# [Source]

_ _ _

2. Screen Probe Gather (Final Gather)

Distributes probes across screen, each tracing rays:

// Probe placement
struct FScreenProbeGather
{
    // Uniform grid: One probe per 16×16 pixel tile
    int32 ProbeDownsampleFactor = 16;

    // Adaptive probes: Additional probes at detail areas
    int32 NumAdaptiveProbes = 8;
    float AdaptiveProbeFraction = 0.5;

    // Each probe traces ~64 rays (octahedral distribution)
    int32 OctahedronResolution = 8; // 8×8 = 64 rays
};

void PlaceScreenProbes(FRDGBuilder& GraphBuilder)
{
    // Uniform grid
    int probesX = ScreenWidth / DownsampleFactor;
    int probesY = ScreenHeight / DownsampleFactor;

    // Place adaptive probes at:
    // - Geometric discontinuities (depth edges)
    // - Shadow boundaries
    // - High variance areas (from previous frame)

    AddPass_PlaceAdaptiveProbes<<<...>>>();
}

Probe tracing:

// For each screen probe:
void TraceScreenProbe(uint2 probeCoord)
{
    // Get world position for this probe
    float depth = DepthBuffer[probeCoord * DownsampleFactor];
    float3 worldPos = ReconstructWorldPosition(probeCoord, depth);
    float3 normal = NormalBuffer[probeCoord * DownsampleFactor].rgb;

    // Octahedral ray distribution (uniform hemispherical coverage)

_ _ _

# [Entries from a pointing dataset]
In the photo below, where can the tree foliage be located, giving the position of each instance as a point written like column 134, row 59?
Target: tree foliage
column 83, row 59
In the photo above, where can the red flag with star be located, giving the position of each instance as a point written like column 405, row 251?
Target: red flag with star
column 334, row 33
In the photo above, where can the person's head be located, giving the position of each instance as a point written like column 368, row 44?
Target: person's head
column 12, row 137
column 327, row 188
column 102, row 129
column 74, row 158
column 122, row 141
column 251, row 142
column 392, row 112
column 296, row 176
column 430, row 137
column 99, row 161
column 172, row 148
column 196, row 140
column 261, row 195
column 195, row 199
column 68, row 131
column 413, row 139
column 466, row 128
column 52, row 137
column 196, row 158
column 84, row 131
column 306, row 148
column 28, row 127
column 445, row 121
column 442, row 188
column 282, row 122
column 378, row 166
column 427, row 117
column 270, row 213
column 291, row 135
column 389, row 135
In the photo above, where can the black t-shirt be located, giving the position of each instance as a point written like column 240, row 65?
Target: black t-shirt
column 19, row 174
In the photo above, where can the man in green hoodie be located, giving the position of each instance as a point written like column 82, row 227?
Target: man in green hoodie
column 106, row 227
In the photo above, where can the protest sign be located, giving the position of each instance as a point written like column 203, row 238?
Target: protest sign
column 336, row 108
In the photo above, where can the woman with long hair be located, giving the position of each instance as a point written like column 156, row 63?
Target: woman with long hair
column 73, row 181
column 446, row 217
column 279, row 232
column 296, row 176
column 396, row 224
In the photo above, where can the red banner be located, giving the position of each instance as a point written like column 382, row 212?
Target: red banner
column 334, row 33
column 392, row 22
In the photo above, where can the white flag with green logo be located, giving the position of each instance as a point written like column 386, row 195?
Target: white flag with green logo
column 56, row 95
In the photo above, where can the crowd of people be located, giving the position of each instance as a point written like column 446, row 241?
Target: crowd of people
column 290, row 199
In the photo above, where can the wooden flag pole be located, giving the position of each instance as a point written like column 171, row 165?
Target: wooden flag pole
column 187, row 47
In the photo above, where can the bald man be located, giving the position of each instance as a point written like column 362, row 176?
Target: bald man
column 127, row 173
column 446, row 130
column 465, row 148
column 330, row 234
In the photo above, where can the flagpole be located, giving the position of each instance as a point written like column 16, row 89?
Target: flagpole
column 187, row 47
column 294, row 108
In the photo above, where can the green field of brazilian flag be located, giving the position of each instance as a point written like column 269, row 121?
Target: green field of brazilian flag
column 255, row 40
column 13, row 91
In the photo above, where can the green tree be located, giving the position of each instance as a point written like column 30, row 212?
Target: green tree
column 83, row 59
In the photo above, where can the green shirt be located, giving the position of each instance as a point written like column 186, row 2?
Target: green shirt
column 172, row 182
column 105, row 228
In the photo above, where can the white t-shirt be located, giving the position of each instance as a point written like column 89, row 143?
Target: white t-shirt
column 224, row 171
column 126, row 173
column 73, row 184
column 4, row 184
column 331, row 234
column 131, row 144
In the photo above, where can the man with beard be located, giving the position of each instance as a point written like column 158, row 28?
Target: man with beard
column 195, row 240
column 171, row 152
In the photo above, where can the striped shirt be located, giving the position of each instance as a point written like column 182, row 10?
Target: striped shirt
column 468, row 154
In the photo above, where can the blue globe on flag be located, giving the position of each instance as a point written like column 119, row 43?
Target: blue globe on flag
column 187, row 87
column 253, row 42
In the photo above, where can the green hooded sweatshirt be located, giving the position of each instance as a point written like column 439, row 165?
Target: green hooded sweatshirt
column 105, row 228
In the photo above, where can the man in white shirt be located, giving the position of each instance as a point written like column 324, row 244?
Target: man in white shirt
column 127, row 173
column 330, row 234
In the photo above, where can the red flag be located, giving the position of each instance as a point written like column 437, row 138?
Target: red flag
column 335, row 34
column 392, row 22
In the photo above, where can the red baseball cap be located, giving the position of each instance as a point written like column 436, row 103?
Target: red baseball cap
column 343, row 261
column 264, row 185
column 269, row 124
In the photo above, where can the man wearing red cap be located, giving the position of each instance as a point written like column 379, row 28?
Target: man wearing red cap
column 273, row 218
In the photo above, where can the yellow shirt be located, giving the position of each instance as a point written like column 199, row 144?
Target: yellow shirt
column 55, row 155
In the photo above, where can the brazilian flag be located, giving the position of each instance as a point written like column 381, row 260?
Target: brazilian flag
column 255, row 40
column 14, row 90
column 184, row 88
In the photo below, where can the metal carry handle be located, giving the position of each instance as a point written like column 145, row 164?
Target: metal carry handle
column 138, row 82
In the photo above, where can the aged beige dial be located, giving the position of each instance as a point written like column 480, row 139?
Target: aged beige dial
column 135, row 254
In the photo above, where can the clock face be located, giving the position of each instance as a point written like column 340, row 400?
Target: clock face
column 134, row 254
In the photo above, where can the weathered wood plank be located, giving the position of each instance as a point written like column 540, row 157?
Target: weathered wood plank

_ _ _

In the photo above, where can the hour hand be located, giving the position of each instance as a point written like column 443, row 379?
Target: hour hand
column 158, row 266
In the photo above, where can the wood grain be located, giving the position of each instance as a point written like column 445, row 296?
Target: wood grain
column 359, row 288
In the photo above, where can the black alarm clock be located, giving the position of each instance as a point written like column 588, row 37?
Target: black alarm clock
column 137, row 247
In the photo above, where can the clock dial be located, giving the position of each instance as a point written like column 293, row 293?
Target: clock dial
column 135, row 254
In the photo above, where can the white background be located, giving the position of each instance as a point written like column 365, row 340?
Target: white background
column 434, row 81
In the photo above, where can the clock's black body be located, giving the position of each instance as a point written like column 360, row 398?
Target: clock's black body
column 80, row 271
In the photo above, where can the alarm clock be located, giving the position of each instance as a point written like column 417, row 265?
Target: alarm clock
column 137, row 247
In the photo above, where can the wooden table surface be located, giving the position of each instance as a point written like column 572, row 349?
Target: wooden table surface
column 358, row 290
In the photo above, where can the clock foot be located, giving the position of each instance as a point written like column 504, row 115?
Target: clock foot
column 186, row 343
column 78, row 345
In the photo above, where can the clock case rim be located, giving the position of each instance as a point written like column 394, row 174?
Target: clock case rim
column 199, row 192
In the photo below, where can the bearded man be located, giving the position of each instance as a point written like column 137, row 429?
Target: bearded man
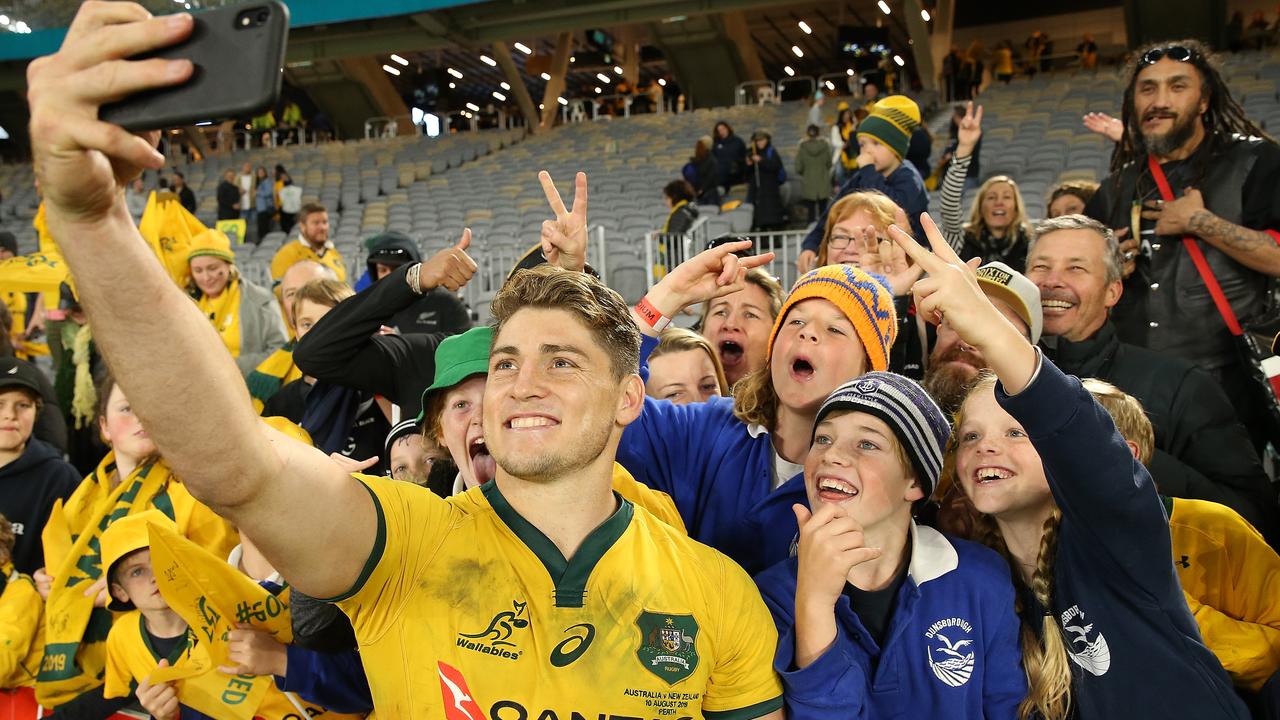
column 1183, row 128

_ _ _

# [Instruction]
What three kinds of areas does the screen probe excerpt list as places for adaptive probes? These items were drawn from a separate source.

# [Response to the exercise]
Geometric discontinuities (depth edges), shadow boundaries, and high-variance areas from the previous frame.